Required action:
Give everything in the Emsculpt article from "Morgan Arnold always" down to "of Bensalem, Pa." again, and replace "pituitary tumor" with "thyroid disorder".

Source document:
● ● ● ●

Electromagnetic energy painlessly works muscle harder than any workout
There have long been ways to eliminate body fat - such as liposuction, and targeted devices that heat or freeze fat cells.

But exercise alone has always been used for building muscle. A new machine on the market promises to do both at the same time.

Morgan Arnold always controlled her weight.

"Until I was diagnosed with a pituitary tumor, so I abruptly put on about 35-40 pounds within one year," says Morgan, of Bensalem, Pa.

She lost some with diet and exercise but hit a plateau.

So she decided to try a new procedure - Emsculpt - to reduce her abdomen.

Emsculpt sends high-intensity focused electromagnetic energy to nerves controlling muscles.

"This works by contracting the entire muscle fiber," says Dr. Richard Goldfarb, of the Center for SmartLipo in Langhorne, Pa., says even in intense workouts, muscles only contract 17 to 24 per cent.

With Emsculpt -

"You're getting about a 92 to 95% muscle contraction. No human being is able to contract their muscle like that," he says.

Morgan says the cycles of muscle stimulation didn't hurt - they just felt like strong vibrations.

"Sort of out-of-body, because you realize you don't have control over your muscles," she notes.

● ● ● ●

Material provided:
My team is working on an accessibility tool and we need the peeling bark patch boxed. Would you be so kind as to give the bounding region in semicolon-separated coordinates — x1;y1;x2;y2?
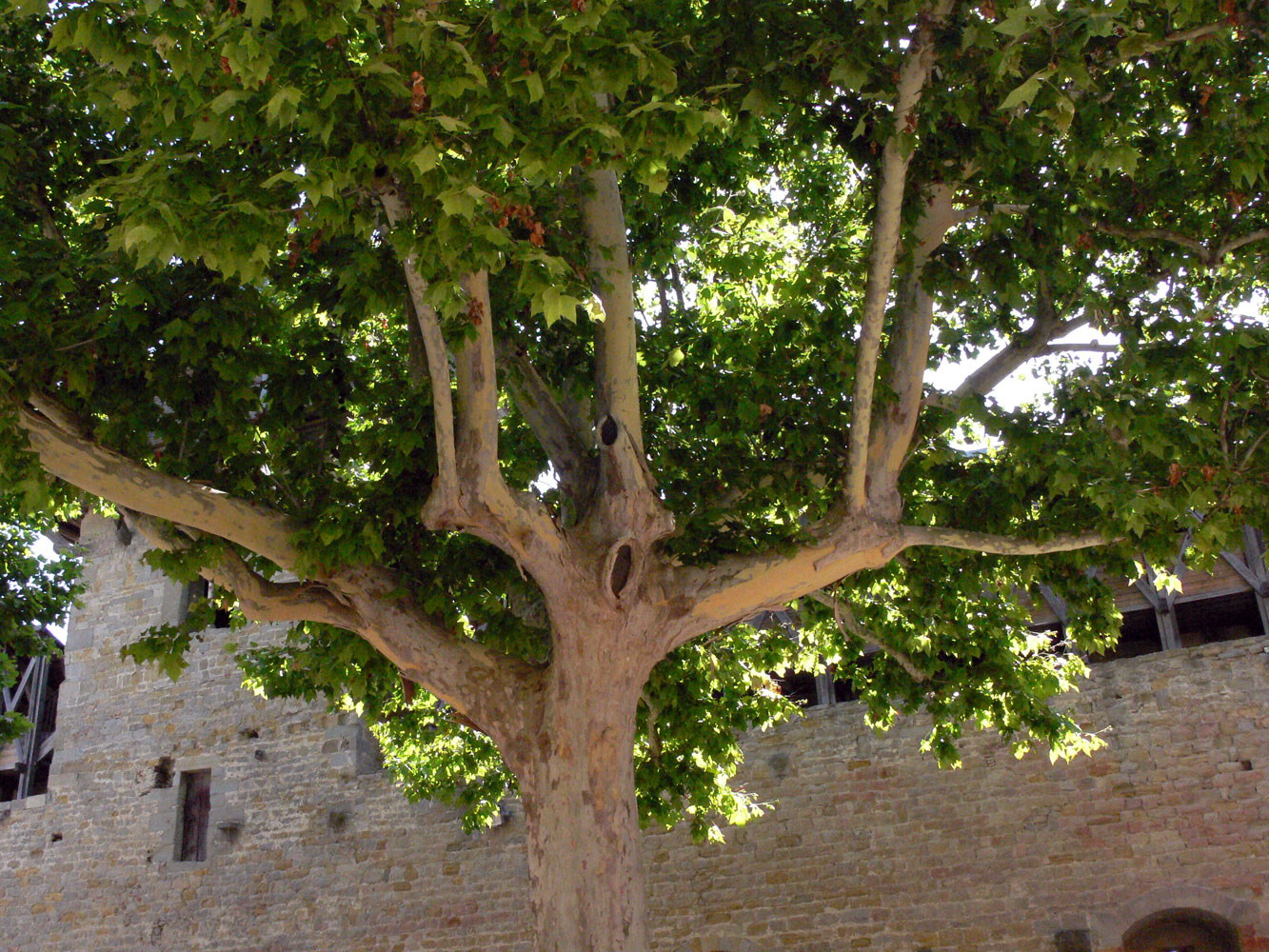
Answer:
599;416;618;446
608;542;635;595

● ● ● ●

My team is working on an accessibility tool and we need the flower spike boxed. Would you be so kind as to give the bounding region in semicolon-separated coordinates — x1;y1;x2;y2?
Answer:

● ● ● ●

Output for this exercise:
Morgan Arnold always controlled her weight.

"Until I was diagnosed with a thyroid disorder, so I abruptly put on about 35-40 pounds within one year," says Morgan, of Bensalem, Pa.